-- Supplied data follows --
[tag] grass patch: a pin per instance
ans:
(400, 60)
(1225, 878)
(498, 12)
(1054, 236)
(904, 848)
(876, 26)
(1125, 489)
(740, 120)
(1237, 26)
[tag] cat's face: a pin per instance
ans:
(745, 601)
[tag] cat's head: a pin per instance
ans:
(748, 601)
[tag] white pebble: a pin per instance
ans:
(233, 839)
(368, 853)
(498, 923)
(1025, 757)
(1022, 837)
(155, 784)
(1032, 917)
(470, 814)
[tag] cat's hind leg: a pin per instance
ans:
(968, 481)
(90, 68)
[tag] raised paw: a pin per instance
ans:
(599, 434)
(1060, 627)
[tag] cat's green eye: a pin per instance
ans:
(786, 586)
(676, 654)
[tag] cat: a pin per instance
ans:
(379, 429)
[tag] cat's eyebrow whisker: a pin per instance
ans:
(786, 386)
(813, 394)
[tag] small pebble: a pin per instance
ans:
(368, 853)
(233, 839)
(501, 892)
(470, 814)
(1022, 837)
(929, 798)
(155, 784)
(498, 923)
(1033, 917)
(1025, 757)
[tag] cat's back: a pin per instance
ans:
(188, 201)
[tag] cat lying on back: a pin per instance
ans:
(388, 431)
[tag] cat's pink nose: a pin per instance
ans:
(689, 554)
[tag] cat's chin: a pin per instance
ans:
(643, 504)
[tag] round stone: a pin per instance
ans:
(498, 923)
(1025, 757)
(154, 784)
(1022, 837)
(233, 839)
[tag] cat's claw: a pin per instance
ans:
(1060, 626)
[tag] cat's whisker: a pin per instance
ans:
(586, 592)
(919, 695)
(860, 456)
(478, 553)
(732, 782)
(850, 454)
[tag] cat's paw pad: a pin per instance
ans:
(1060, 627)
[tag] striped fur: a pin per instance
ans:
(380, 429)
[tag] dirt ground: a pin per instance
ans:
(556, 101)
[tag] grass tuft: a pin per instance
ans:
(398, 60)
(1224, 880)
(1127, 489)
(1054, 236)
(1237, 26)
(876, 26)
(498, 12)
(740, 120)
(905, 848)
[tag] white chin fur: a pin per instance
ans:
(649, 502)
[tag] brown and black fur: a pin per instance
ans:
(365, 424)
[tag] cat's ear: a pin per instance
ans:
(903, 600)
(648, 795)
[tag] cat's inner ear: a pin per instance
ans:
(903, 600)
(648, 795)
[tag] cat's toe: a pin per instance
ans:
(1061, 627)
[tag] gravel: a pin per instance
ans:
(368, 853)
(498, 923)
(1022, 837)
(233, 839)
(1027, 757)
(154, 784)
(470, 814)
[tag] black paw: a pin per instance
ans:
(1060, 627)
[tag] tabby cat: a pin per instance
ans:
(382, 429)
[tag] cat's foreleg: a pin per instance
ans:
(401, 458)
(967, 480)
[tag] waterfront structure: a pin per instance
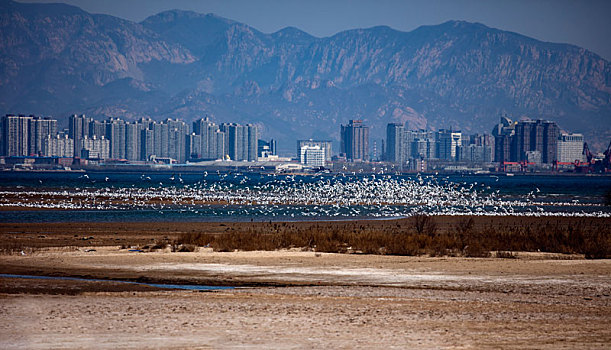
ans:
(327, 145)
(570, 148)
(355, 141)
(266, 149)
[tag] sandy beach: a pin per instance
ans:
(295, 299)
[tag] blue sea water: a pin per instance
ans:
(310, 197)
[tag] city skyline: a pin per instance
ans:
(536, 142)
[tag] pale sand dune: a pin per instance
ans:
(533, 302)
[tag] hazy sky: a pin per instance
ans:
(586, 23)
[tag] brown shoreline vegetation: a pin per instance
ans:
(469, 236)
(296, 295)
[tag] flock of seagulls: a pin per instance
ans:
(291, 196)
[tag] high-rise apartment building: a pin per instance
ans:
(240, 141)
(132, 141)
(448, 143)
(526, 139)
(115, 134)
(15, 135)
(212, 145)
(94, 148)
(39, 130)
(394, 142)
(355, 141)
(570, 147)
(78, 128)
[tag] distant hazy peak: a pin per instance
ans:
(176, 15)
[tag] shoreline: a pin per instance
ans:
(293, 298)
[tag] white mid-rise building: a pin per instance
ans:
(312, 155)
(58, 146)
(570, 147)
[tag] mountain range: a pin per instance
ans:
(58, 60)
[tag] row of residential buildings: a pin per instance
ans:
(170, 140)
(534, 142)
(527, 141)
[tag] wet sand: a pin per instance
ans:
(292, 298)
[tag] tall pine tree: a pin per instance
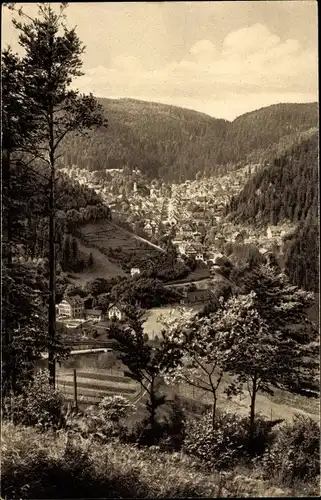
-- Supplied data concluded --
Full transcription without images: please go through the records and repeat them exactly.

### [Solution to the problem]
[tag] grass patch: a pin per instance
ans:
(400, 60)
(1225, 878)
(498, 12)
(1054, 236)
(904, 848)
(876, 26)
(1125, 489)
(740, 120)
(1237, 26)
[tag] cat's face: a pin per instance
ans:
(745, 601)
[tag] cat's head: a pin per instance
ans:
(748, 601)
[tag] white pebble: a pin per instance
ans:
(233, 839)
(368, 853)
(498, 923)
(1025, 757)
(1022, 837)
(155, 784)
(1032, 917)
(470, 814)
[tag] cat's hind leg: a pin per instance
ans:
(968, 481)
(90, 68)
[tag] raised paw: a pin per instance
ans:
(599, 434)
(1060, 627)
[tag] cat's green eye: a pin per instance
ans:
(786, 586)
(676, 654)
[tag] cat: a pin per instance
ans:
(379, 429)
[tag] cat's eyebrow whisker: a pin per instance
ans:
(786, 386)
(813, 394)
[tag] small pebble: a pin per instance
ans:
(368, 853)
(233, 839)
(501, 892)
(470, 814)
(1022, 837)
(929, 798)
(155, 784)
(498, 923)
(1033, 917)
(1025, 757)
[tag] cat's back: a pin per instance
ans:
(188, 201)
[tag] cat lying on back: a pin per instance
ans:
(388, 431)
[tag] cat's pink nose: a pin per instance
ans:
(689, 554)
[tag] cat's chin: a pin per instance
ans:
(643, 504)
[tag] round stone: a pin per instance
ans:
(498, 923)
(1025, 757)
(154, 784)
(1022, 837)
(233, 839)
[tag] cat's claw: a pin per instance
ans:
(1060, 626)
[tag] cat's whisker: a pin per instance
ans:
(586, 592)
(919, 695)
(860, 456)
(478, 553)
(732, 782)
(850, 454)
[tag] cat's paw pad: a pin per instance
ans:
(1060, 627)
[tag] striped fur: a pin per instance
ans:
(380, 429)
[tag] dirt ground: a pin per instance
ans:
(556, 101)
[tag] grass tuft: a pin per instance
ans:
(398, 60)
(1224, 880)
(1127, 489)
(1054, 236)
(1237, 26)
(876, 26)
(498, 12)
(740, 120)
(905, 848)
[tag] white chin fur: a pin per instance
ans:
(649, 502)
[tag] brown and black fur: a pin per instance
ans:
(365, 424)
[tag] cat's ear: a pin per instance
ans:
(903, 600)
(648, 795)
[tag] cat's inner ear: a pin per instance
ans:
(903, 600)
(648, 795)
[tag] cat's toe: a pin per instance
ans:
(1061, 627)
[tag] gravel: a pin per instance
ans:
(368, 853)
(498, 923)
(1022, 837)
(233, 839)
(1027, 757)
(154, 784)
(470, 814)
[tag] black paw: a pin per instance
ans:
(1060, 627)
[tag] tabby cat: a pin per instance
ans:
(382, 429)
[tag] cat's foreleg: a pin per instance
ans:
(401, 458)
(967, 480)
[tag] waterfront structure: a pin per instance
ans:
(327, 145)
(570, 148)
(355, 141)
(266, 149)
[tag] sandy beach: a pin per instance
ans:
(295, 299)
[tag] blue sea water: a pin per instance
ans:
(310, 197)
[tag] city skyline: a pin per instance
ans:
(536, 142)
[tag] pale sand dune: a pin per instance
ans:
(533, 302)
[tag] hazy sky: a pin per instance
ans:
(586, 23)
[tag] brown shoreline vegetation: a pin per instance
ans:
(469, 236)
(296, 295)
[tag] flock of seagulls: a pin per instance
ans:
(291, 196)
[tag] high-rise apartment building: a pin per instance
ans:
(240, 141)
(132, 141)
(448, 143)
(526, 139)
(115, 134)
(15, 135)
(212, 145)
(94, 148)
(39, 130)
(394, 142)
(355, 141)
(570, 147)
(78, 128)
[tag] distant hazy peak: a pin per instance
ans:
(176, 15)
[tag] shoreline: a pin per instance
ans:
(293, 298)
[tag] white mid-rise building: a pin per instance
ans:
(312, 155)
(58, 146)
(570, 147)
[tag] mountain range: a pin per instance
ans:
(58, 60)
[tag] row of residential buildings: a pin per instance
ans:
(170, 140)
(534, 142)
(527, 141)
[tag] wet sand: a pin per instance
ans:
(292, 298)
[tag] tall pine tree: a pin per instance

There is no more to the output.